[Start of Excerpted passage]

- Born: Tawata Emi June 26, 1984 (age 42) Okinawa, Japan
- Origin: Japan
- Genres: Soul, R&B, jazz, blues, funk
- Occupations: Singer, songwriter
- Years active: 2007–present
- Labels: Nancle Label (2007–2008) Techesko (2008–2012) Sony Music Entertainment (2012–present)
- Website: tawataemi.com

= Emi Tawata =

Emi Tawata (多和田えみ, Tawata Emi), born on June 26, 1984, in Okinawa, is a Japanese singer. Her music is a mix of soul, R&B, jazz, blues and funk.

==Biography==

===Early career===
In early 2005, Emi Tawata traveled to Vancouver to study language. During her time there she became a member of a street jazz band and inspired by the experience, decided to become a singer.

Upon returning to Japan in 2006 she started composing her own songs, debuting them in a small live house in Okinawa. In April 2007 she participated in a music audition sponsored by MSN and won the Special Jury Prize. This gave her the opportunity to meet Japanese (Jazz) producers like Coldfeet and Ryota Nozaki (Jazztronik) and led to the release of her debut single Negai No Sora. Negai No Sora peaked at the No. 1 spot on the Okinawa Indies chart, under name タワタエミ (Tawata Emi). The track was later released on her debut mini-album Infinity under a newly formed label named Techesko. The mini-album charted at the No. 110 spot on the Oricon chart.

[End of Excerpted passage]

- **Tasks to carry out**:
1/ Transcribe the part of the Emi Tawata profile that opens with the words containing "- Born: Tawata" and closes with "blues and funk.".
2/ Answer these questions from the Emi Tawata profile:
(a) In which city did she study language in early 2005?
(b) What prize did she win at the April 2007 audition sponsored by MSN?
(c) Which label has she been with since 2012?
The lines that come next were taken from a different source than the Emi Tawata profile.

[Start of Entries supplied]

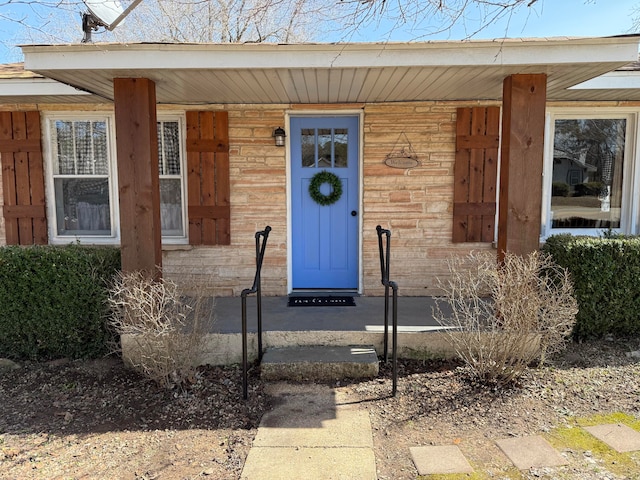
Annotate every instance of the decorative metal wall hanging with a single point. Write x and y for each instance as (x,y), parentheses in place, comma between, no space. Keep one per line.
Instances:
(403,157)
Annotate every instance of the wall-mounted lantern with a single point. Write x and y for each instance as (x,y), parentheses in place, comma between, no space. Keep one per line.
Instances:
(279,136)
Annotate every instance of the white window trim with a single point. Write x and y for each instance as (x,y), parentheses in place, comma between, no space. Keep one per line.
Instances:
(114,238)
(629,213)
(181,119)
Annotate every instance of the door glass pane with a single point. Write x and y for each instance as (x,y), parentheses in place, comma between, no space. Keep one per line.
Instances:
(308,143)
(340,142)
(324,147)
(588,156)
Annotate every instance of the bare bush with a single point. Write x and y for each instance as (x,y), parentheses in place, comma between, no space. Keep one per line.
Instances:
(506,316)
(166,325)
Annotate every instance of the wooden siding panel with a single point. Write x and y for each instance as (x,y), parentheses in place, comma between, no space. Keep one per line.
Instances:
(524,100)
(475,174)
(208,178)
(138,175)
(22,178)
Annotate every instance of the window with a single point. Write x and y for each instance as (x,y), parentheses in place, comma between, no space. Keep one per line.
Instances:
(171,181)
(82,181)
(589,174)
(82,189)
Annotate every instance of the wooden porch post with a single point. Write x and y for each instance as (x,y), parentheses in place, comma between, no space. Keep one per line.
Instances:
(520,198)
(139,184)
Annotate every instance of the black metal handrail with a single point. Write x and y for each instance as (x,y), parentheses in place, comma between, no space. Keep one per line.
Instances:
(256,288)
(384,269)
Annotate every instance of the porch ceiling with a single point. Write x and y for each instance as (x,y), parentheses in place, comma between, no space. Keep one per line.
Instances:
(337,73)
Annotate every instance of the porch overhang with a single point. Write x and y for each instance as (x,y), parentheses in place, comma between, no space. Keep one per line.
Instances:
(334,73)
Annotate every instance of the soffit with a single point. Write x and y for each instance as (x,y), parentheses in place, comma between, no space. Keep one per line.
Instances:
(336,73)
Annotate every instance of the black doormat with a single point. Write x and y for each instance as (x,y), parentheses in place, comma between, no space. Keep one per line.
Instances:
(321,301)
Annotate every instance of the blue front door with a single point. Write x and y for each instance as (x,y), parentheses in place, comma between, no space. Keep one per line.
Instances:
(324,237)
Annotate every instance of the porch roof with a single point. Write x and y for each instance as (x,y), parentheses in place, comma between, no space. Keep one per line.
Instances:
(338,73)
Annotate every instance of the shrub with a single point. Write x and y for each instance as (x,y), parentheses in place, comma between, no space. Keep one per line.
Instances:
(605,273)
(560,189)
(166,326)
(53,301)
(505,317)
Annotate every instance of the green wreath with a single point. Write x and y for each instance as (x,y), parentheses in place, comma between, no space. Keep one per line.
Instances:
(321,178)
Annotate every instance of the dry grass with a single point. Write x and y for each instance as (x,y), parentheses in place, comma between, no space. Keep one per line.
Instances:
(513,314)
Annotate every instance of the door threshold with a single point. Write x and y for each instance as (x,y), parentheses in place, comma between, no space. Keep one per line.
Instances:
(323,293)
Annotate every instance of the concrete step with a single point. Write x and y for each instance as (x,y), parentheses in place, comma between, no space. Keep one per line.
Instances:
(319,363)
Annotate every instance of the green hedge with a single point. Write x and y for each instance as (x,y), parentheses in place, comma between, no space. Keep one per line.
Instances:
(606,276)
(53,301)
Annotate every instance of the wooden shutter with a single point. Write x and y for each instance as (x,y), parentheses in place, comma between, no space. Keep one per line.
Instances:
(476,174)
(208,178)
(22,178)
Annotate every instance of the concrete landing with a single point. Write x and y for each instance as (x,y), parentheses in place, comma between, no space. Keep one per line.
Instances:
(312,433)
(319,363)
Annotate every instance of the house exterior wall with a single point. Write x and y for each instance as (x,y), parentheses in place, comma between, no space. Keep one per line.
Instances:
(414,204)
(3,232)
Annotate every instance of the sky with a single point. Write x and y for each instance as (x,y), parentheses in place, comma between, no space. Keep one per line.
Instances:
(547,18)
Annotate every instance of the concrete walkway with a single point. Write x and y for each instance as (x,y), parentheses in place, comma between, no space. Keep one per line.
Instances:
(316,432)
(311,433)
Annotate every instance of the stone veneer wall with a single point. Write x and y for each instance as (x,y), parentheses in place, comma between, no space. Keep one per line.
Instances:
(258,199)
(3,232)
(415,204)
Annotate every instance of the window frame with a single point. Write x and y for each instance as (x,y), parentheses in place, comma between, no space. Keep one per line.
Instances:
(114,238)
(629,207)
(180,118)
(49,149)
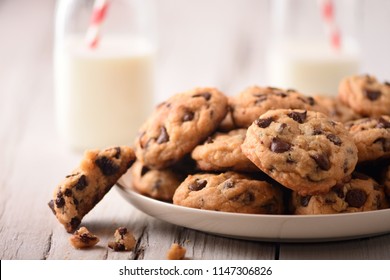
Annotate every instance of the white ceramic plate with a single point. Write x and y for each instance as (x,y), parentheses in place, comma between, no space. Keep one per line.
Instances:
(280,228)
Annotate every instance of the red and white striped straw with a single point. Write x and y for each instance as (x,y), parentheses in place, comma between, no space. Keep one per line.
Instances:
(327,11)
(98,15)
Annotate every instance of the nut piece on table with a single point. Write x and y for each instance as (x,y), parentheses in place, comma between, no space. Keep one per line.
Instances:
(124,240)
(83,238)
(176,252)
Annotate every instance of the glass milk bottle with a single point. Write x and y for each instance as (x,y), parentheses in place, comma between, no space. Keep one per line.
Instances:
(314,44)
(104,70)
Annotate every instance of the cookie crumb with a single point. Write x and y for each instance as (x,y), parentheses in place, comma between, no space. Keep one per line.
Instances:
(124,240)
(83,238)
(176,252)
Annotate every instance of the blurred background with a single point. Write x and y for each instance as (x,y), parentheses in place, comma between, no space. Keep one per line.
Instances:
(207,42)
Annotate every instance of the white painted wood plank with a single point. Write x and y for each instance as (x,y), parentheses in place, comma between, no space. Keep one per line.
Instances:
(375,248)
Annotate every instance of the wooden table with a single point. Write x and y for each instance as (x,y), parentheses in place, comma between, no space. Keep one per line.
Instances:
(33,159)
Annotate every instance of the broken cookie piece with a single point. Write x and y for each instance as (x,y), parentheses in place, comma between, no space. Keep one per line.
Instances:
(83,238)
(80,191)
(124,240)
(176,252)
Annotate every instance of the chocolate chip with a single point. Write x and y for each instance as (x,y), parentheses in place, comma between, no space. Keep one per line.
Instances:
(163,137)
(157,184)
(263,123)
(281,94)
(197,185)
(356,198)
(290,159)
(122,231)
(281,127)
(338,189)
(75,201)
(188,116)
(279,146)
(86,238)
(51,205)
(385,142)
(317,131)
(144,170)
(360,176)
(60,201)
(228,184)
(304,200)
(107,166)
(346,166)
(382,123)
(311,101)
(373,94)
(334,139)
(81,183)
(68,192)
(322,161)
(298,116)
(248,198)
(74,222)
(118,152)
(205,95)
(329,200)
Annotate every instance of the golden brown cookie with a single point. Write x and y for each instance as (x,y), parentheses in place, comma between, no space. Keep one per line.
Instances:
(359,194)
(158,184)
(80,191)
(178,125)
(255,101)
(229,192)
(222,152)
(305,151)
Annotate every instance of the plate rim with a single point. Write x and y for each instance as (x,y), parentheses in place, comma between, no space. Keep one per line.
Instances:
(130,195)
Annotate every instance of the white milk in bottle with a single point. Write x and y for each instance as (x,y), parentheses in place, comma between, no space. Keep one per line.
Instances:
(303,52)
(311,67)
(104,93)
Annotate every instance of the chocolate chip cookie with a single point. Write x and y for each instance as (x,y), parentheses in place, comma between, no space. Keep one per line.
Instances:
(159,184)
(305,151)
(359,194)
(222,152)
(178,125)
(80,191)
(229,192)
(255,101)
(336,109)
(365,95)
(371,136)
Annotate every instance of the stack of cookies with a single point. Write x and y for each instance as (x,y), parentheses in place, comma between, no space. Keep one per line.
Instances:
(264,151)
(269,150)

[End of Entries supplied]

- **Completed exercise**:
1/
- Born: Tawata Emi June 26, 1984 (age 42) Okinawa, Japan
- Origin: Japan
- Genres: Soul, R&B, jazz, blues, funk
- Occupations: Singer, songwriter
- Years active: 2007–present
- Labels: Nancle Label (2007–2008) Techesko (2008–2012) Sony Music Entertainment (2012–present)
- Website: tawataemi.com

= Emi Tawata =

Emi Tawata (多和田えみ, Tawata Emi), born on June 26, 1984, in Okinawa, is a Japanese singer. Her music is a mix of soul, R&B, jazz, blues and funk.

2/
(a) Vancouver
(b) The Special Jury Prize
(c) Sony Music Entertainment